• _Directions for this task_
Check every line below for the word "distant" and copy each one that has it.

• _Source information_
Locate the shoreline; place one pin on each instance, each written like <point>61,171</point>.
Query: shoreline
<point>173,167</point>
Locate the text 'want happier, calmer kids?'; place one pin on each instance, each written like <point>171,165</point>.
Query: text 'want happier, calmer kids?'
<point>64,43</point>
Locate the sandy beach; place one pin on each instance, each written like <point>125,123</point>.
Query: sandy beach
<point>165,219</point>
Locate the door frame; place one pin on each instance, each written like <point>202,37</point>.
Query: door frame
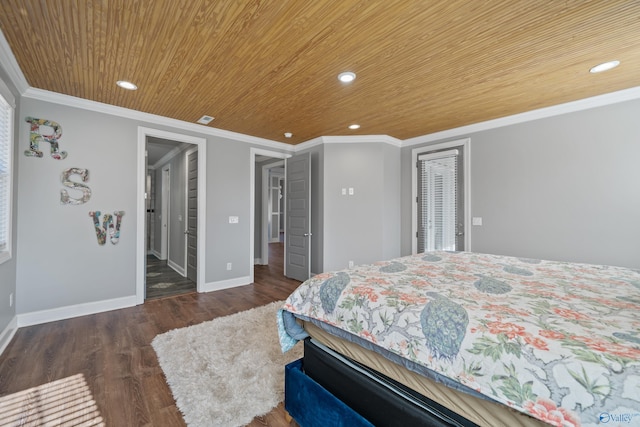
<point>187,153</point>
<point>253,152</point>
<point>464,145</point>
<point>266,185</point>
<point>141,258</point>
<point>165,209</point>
---
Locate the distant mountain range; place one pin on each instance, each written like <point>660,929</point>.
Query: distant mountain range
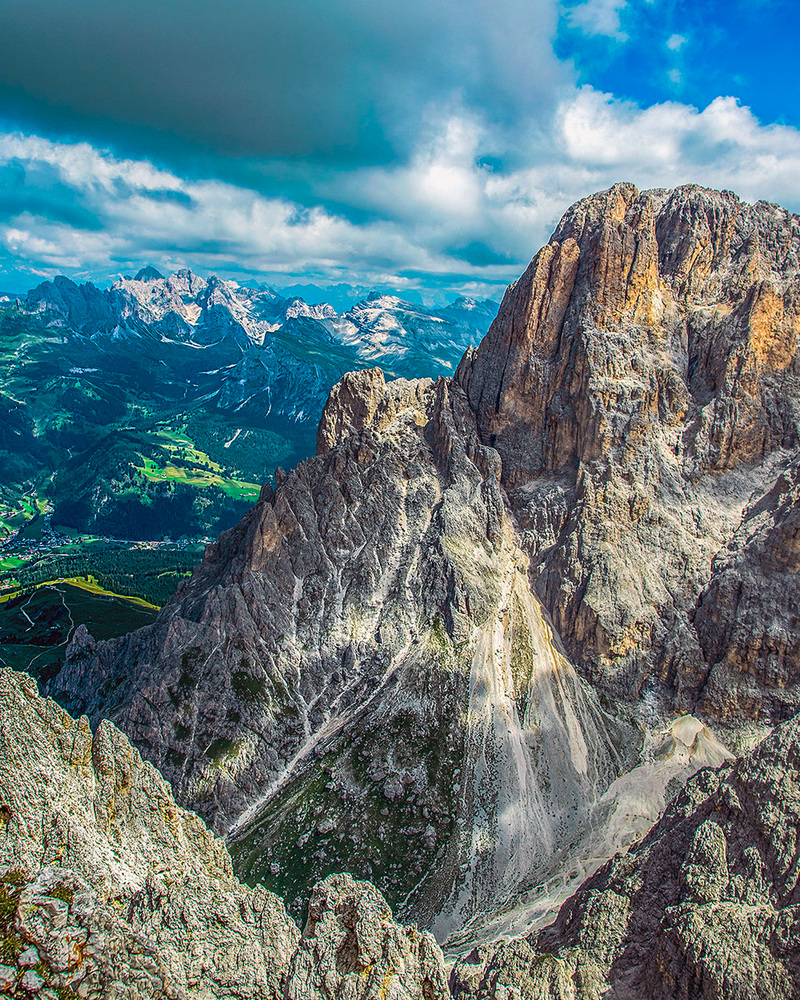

• _Answer to the problem_
Locate the distant mountain range; place one pin on each instance, each written like <point>660,929</point>.
Query: distant mountain range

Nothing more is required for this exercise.